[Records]
— start —
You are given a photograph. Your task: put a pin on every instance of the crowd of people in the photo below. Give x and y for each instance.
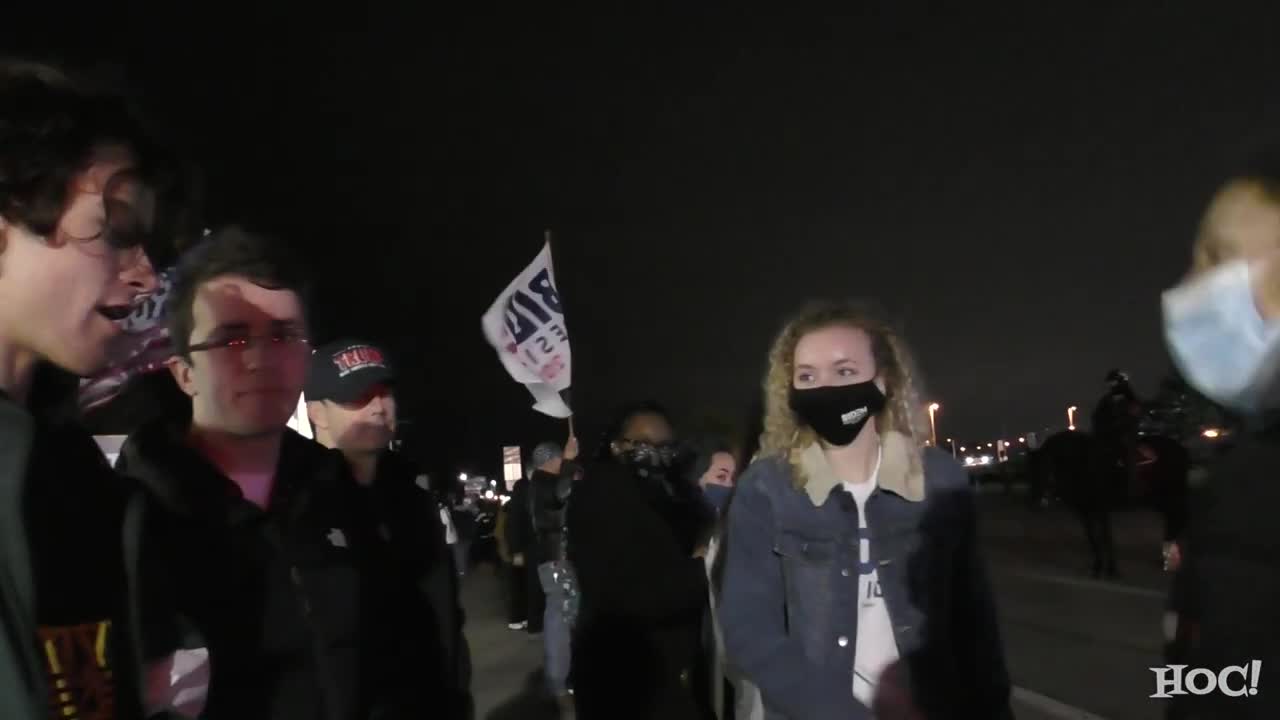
(229, 568)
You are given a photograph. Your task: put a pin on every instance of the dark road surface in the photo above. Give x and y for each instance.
(1078, 648)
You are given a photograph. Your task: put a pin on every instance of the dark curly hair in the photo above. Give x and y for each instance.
(50, 127)
(618, 423)
(229, 251)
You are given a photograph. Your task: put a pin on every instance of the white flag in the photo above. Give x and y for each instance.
(526, 327)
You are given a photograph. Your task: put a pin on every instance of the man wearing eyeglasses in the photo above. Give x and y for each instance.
(76, 210)
(269, 564)
(351, 404)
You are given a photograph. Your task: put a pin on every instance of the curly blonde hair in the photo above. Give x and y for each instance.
(785, 436)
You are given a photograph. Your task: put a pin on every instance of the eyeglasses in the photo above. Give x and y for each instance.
(280, 340)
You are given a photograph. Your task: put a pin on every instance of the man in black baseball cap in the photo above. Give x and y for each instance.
(352, 409)
(350, 402)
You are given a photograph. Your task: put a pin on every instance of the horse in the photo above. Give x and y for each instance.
(1089, 478)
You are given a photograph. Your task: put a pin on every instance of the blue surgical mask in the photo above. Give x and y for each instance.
(1220, 341)
(717, 496)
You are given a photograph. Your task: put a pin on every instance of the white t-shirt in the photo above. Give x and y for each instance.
(876, 646)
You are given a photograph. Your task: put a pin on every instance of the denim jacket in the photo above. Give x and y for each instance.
(789, 606)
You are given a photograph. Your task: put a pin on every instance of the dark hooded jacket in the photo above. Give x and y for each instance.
(67, 560)
(408, 515)
(296, 605)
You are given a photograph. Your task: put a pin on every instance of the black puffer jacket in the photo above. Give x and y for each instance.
(297, 604)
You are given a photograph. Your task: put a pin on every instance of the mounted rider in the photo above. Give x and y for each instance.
(1115, 423)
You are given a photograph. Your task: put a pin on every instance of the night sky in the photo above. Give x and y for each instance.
(1018, 188)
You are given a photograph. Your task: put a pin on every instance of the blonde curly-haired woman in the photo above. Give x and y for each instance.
(851, 546)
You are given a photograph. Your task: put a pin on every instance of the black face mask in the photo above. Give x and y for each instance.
(837, 413)
(648, 459)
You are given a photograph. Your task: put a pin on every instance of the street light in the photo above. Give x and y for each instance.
(933, 423)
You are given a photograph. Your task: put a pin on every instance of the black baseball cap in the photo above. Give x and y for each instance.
(344, 370)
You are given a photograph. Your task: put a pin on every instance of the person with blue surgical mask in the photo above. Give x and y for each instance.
(1223, 323)
(1223, 328)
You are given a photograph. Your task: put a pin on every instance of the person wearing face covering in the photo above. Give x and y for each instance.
(853, 551)
(1223, 329)
(635, 528)
(714, 472)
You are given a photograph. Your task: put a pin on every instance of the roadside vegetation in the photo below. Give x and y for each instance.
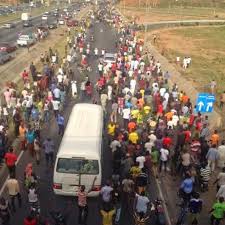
(146, 12)
(206, 47)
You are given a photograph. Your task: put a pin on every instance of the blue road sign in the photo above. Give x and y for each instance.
(205, 102)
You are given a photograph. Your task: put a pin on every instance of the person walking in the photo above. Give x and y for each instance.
(4, 211)
(30, 136)
(218, 212)
(195, 208)
(13, 188)
(82, 203)
(48, 146)
(61, 124)
(107, 216)
(10, 160)
(37, 150)
(212, 157)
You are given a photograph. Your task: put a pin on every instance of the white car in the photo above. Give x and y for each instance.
(61, 21)
(9, 25)
(44, 17)
(25, 40)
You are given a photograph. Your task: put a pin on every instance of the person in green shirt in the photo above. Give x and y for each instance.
(218, 212)
(155, 160)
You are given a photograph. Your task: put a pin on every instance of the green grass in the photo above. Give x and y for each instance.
(207, 50)
(171, 9)
(16, 16)
(183, 3)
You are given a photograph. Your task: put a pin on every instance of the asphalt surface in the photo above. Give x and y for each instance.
(11, 35)
(50, 201)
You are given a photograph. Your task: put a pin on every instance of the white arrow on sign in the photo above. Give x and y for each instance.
(200, 105)
(209, 105)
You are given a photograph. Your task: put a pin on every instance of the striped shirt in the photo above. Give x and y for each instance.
(205, 173)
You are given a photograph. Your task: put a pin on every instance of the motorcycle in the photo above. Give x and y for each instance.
(157, 208)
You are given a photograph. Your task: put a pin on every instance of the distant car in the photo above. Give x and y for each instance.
(72, 23)
(44, 29)
(61, 21)
(67, 16)
(4, 57)
(52, 26)
(56, 14)
(25, 40)
(7, 47)
(27, 23)
(109, 58)
(44, 17)
(9, 25)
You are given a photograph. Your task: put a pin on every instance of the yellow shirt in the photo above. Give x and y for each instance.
(142, 91)
(147, 109)
(133, 137)
(107, 217)
(111, 129)
(134, 113)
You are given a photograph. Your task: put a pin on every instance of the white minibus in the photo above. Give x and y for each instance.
(79, 157)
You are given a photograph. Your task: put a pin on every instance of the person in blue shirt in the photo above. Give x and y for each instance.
(34, 113)
(186, 188)
(30, 136)
(61, 124)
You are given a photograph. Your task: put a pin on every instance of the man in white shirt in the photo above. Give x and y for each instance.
(142, 203)
(126, 116)
(55, 106)
(106, 194)
(141, 160)
(114, 145)
(132, 86)
(164, 156)
(56, 93)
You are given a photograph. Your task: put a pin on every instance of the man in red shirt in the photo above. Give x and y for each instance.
(167, 141)
(25, 76)
(10, 160)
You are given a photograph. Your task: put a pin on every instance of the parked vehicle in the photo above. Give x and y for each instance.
(25, 40)
(26, 19)
(4, 57)
(72, 23)
(25, 16)
(27, 23)
(79, 162)
(52, 26)
(9, 25)
(7, 47)
(61, 22)
(44, 17)
(44, 29)
(109, 58)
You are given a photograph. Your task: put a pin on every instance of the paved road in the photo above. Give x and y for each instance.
(11, 35)
(48, 200)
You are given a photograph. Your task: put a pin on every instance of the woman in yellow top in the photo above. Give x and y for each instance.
(22, 133)
(133, 137)
(107, 216)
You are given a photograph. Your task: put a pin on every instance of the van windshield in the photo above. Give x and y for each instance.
(77, 166)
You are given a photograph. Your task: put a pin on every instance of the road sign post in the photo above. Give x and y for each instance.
(205, 102)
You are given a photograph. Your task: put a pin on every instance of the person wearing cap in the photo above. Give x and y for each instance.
(10, 160)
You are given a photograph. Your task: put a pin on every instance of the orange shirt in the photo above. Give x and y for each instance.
(131, 126)
(215, 139)
(185, 98)
(169, 115)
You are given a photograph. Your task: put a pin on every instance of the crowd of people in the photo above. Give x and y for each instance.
(153, 131)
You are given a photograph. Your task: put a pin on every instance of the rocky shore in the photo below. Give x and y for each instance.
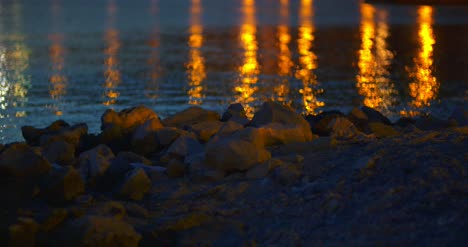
(200, 178)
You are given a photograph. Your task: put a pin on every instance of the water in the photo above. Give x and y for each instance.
(74, 59)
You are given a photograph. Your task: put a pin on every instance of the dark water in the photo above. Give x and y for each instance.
(74, 59)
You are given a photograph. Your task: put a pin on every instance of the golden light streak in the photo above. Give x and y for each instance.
(285, 62)
(112, 73)
(153, 62)
(307, 59)
(250, 68)
(196, 66)
(374, 59)
(57, 80)
(425, 86)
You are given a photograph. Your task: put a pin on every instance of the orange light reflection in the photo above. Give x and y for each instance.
(307, 59)
(196, 65)
(374, 59)
(425, 86)
(250, 69)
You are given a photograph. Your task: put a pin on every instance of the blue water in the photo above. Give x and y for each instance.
(74, 59)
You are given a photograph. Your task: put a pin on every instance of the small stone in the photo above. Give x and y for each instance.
(135, 185)
(94, 163)
(129, 119)
(190, 116)
(184, 146)
(176, 168)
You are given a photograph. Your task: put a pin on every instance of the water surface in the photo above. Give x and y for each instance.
(64, 59)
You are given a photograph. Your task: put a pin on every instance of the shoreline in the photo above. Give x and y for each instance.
(199, 177)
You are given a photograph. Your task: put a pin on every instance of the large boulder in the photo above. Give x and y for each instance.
(190, 116)
(128, 119)
(94, 163)
(135, 185)
(62, 184)
(184, 146)
(22, 161)
(238, 152)
(319, 123)
(281, 124)
(98, 231)
(144, 139)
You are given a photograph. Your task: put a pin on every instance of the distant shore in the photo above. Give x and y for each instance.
(201, 178)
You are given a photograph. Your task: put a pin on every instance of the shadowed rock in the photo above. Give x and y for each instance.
(62, 184)
(237, 152)
(281, 124)
(99, 231)
(20, 160)
(93, 163)
(190, 116)
(319, 123)
(135, 185)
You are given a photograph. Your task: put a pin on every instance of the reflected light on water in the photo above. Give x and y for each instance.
(196, 65)
(425, 86)
(111, 73)
(153, 62)
(374, 60)
(250, 68)
(285, 62)
(307, 59)
(57, 80)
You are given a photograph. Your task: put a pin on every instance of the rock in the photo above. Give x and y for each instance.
(135, 185)
(258, 171)
(228, 128)
(129, 119)
(433, 123)
(144, 139)
(94, 163)
(176, 168)
(205, 130)
(235, 113)
(60, 152)
(460, 114)
(374, 116)
(234, 110)
(319, 123)
(345, 131)
(72, 135)
(382, 130)
(281, 124)
(237, 152)
(99, 231)
(62, 184)
(130, 157)
(23, 233)
(190, 116)
(287, 174)
(20, 160)
(184, 146)
(32, 135)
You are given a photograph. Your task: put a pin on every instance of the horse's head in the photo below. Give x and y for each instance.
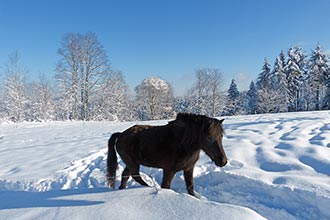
(212, 141)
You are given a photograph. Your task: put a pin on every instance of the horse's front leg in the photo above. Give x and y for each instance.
(167, 178)
(124, 178)
(135, 172)
(188, 177)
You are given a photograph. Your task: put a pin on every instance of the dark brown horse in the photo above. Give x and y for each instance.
(172, 147)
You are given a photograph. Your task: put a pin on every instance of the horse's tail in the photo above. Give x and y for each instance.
(112, 162)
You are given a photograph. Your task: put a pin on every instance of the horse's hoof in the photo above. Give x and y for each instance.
(122, 187)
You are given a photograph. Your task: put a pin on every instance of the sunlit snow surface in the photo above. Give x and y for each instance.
(279, 167)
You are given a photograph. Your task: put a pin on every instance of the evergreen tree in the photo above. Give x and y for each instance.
(266, 95)
(14, 98)
(294, 76)
(280, 84)
(318, 70)
(252, 99)
(265, 78)
(232, 104)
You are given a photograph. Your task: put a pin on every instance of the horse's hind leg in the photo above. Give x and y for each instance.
(188, 177)
(135, 171)
(167, 178)
(124, 178)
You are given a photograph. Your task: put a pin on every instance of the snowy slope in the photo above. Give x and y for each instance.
(278, 167)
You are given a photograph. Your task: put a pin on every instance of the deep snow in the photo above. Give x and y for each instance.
(278, 167)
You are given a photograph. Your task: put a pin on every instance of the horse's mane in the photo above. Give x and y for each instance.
(194, 126)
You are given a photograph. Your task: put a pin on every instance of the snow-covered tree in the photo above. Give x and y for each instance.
(14, 97)
(252, 99)
(80, 73)
(207, 96)
(154, 99)
(232, 106)
(266, 95)
(40, 105)
(113, 101)
(294, 71)
(318, 73)
(280, 84)
(265, 77)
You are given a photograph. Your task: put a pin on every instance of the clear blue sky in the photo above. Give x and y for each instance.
(168, 38)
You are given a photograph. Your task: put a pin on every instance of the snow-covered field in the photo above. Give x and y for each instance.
(279, 168)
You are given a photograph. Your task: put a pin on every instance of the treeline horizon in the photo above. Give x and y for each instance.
(86, 88)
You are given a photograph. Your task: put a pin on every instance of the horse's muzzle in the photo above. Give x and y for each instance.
(221, 162)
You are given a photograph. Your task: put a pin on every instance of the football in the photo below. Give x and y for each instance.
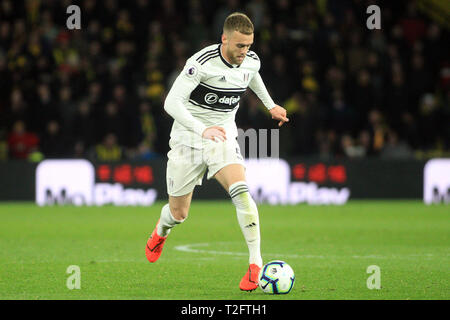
(276, 277)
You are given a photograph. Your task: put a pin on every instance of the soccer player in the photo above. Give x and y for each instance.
(203, 101)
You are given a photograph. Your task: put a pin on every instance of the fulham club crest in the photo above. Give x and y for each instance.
(191, 71)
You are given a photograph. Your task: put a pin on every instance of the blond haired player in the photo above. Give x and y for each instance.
(203, 101)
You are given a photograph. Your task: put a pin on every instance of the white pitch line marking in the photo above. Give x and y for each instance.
(203, 248)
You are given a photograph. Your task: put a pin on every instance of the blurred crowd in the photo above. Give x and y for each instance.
(98, 92)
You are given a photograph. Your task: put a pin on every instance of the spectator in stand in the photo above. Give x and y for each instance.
(108, 150)
(53, 143)
(21, 143)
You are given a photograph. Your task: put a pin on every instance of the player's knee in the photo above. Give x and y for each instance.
(179, 212)
(241, 197)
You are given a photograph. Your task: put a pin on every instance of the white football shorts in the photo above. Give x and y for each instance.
(186, 165)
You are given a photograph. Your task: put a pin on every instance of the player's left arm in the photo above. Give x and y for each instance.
(277, 112)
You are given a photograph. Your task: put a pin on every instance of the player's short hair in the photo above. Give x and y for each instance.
(238, 21)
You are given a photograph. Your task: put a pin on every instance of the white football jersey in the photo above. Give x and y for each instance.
(207, 93)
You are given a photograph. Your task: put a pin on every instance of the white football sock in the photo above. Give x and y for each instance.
(166, 222)
(248, 218)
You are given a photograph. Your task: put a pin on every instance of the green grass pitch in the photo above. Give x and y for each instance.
(329, 248)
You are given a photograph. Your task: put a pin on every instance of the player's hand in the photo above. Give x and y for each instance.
(215, 133)
(279, 113)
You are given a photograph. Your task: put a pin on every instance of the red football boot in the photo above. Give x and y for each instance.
(154, 246)
(250, 281)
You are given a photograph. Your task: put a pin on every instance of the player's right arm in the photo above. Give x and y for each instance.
(179, 95)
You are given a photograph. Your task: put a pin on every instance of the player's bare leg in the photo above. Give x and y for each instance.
(232, 178)
(173, 213)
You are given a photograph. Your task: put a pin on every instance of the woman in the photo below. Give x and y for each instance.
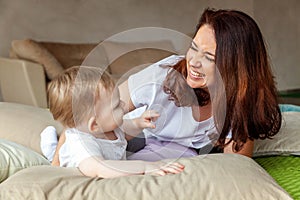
(221, 94)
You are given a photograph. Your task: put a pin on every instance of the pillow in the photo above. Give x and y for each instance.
(285, 142)
(125, 57)
(14, 157)
(213, 176)
(23, 124)
(31, 50)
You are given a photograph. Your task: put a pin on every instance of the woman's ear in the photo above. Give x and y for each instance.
(93, 125)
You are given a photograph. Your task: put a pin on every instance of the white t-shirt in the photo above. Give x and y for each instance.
(175, 124)
(79, 146)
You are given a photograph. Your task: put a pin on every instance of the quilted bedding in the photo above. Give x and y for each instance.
(285, 170)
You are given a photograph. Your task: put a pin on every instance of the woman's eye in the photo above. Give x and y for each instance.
(193, 48)
(210, 59)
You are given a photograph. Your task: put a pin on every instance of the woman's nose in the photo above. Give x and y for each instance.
(195, 61)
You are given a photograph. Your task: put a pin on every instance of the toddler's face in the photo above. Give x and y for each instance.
(109, 109)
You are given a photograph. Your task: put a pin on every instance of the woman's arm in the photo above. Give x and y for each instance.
(61, 141)
(96, 167)
(125, 97)
(247, 149)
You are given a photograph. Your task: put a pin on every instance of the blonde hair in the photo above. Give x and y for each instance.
(72, 94)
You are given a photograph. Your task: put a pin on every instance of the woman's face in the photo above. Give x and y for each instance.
(201, 58)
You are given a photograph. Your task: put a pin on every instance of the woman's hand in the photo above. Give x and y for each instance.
(160, 168)
(133, 127)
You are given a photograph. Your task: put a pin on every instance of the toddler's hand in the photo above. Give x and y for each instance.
(147, 118)
(161, 169)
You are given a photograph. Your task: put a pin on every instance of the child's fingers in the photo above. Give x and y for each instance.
(174, 168)
(151, 114)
— end —
Render the entries above, from the start of the records through the line holding "(1078, 648)", inclusive, as a two-column CSV with the headers instruction and coordinates. Give one row per entry, put each field in quotation marks, turn line breaks into spaces, and leave out the pictures.

• **The completed task**
instruction,coordinates
"You are given a photograph. Your task: put a pin on every instance of the crowd of people in the photo below. Give x and y for each instance.","(229, 568)"
"You are given a photograph. Your task: put a pin on every instance of the dark road surface in the photo above. Give x and y for each instance.","(1078, 648)"